GOAL OF THE EXERCISE: List every line of the material below that contains the string "post".

▼

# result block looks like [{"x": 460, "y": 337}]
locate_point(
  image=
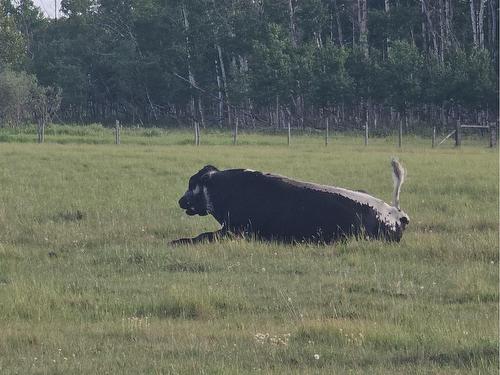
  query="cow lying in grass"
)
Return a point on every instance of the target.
[{"x": 273, "y": 207}]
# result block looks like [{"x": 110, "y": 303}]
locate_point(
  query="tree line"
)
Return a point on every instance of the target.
[{"x": 262, "y": 63}]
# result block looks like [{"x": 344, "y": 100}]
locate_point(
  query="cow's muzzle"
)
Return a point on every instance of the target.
[{"x": 185, "y": 204}]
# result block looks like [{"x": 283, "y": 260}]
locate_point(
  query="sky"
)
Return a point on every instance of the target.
[{"x": 47, "y": 6}]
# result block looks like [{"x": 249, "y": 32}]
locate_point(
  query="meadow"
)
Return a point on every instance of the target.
[{"x": 90, "y": 285}]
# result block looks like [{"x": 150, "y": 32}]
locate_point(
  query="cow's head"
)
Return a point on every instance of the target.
[{"x": 196, "y": 200}]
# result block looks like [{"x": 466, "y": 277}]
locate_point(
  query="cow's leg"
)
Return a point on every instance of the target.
[{"x": 204, "y": 237}]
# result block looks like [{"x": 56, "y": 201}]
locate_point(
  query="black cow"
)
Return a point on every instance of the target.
[{"x": 275, "y": 207}]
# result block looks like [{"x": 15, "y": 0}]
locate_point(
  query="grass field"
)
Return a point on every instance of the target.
[{"x": 89, "y": 284}]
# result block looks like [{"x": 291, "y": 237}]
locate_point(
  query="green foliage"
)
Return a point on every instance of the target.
[
  {"x": 12, "y": 42},
  {"x": 16, "y": 97},
  {"x": 122, "y": 60}
]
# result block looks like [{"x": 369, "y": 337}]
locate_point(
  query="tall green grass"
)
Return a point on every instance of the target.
[{"x": 89, "y": 284}]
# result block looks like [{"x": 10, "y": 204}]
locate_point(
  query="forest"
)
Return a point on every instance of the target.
[{"x": 263, "y": 64}]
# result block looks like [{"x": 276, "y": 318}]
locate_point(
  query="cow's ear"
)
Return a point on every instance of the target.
[{"x": 205, "y": 179}]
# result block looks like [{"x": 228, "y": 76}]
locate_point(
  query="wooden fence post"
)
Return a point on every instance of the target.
[
  {"x": 235, "y": 133},
  {"x": 493, "y": 134},
  {"x": 327, "y": 131},
  {"x": 40, "y": 130},
  {"x": 458, "y": 134},
  {"x": 400, "y": 132},
  {"x": 366, "y": 128},
  {"x": 117, "y": 132},
  {"x": 196, "y": 133},
  {"x": 289, "y": 131}
]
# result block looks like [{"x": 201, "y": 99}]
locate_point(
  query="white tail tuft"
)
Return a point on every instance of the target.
[{"x": 398, "y": 176}]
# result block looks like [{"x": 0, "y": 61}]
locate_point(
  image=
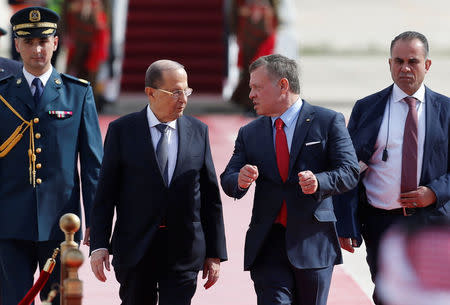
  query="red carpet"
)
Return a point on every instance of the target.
[{"x": 234, "y": 286}]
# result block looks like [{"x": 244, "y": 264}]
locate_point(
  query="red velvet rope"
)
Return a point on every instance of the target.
[{"x": 43, "y": 278}]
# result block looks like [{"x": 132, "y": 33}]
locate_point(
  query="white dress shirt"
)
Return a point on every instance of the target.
[
  {"x": 172, "y": 139},
  {"x": 289, "y": 117},
  {"x": 44, "y": 78},
  {"x": 383, "y": 178}
]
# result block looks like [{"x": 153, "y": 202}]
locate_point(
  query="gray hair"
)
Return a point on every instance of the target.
[
  {"x": 410, "y": 35},
  {"x": 153, "y": 76},
  {"x": 278, "y": 67}
]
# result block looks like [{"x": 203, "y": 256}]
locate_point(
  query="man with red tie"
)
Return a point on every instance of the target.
[
  {"x": 401, "y": 137},
  {"x": 298, "y": 155}
]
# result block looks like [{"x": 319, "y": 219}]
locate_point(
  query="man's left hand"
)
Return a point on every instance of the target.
[
  {"x": 86, "y": 239},
  {"x": 419, "y": 198},
  {"x": 211, "y": 270},
  {"x": 308, "y": 182}
]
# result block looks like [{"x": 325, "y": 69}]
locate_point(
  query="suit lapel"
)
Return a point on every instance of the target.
[
  {"x": 371, "y": 119},
  {"x": 432, "y": 107},
  {"x": 23, "y": 92},
  {"x": 184, "y": 141},
  {"x": 51, "y": 92},
  {"x": 304, "y": 121},
  {"x": 144, "y": 136}
]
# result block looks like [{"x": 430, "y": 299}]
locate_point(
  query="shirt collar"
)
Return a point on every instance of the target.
[
  {"x": 153, "y": 120},
  {"x": 290, "y": 114},
  {"x": 398, "y": 95},
  {"x": 44, "y": 77}
]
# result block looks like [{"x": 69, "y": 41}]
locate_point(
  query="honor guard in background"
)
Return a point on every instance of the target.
[
  {"x": 49, "y": 125},
  {"x": 8, "y": 66}
]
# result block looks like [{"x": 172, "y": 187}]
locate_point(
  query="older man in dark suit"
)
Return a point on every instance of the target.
[
  {"x": 298, "y": 155},
  {"x": 48, "y": 125},
  {"x": 158, "y": 175},
  {"x": 401, "y": 137}
]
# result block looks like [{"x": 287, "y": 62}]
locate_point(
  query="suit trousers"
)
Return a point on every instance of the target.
[
  {"x": 152, "y": 278},
  {"x": 276, "y": 281},
  {"x": 18, "y": 262}
]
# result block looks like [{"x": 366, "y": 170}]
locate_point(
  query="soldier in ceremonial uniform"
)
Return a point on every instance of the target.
[
  {"x": 49, "y": 125},
  {"x": 8, "y": 66}
]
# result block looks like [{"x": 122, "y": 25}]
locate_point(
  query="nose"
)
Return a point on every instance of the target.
[
  {"x": 37, "y": 49},
  {"x": 251, "y": 95},
  {"x": 183, "y": 98},
  {"x": 406, "y": 68}
]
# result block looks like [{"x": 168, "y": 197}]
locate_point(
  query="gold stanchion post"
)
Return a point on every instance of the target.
[
  {"x": 72, "y": 259},
  {"x": 69, "y": 224}
]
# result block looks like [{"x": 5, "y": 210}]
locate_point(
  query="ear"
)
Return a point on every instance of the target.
[
  {"x": 55, "y": 43},
  {"x": 150, "y": 92},
  {"x": 16, "y": 44},
  {"x": 284, "y": 84},
  {"x": 427, "y": 64}
]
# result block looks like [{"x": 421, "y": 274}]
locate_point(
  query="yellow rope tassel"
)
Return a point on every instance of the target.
[{"x": 15, "y": 137}]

▲

EXPECTED ANSWER:
  query="wooden fence post"
  query="gold stanchion post"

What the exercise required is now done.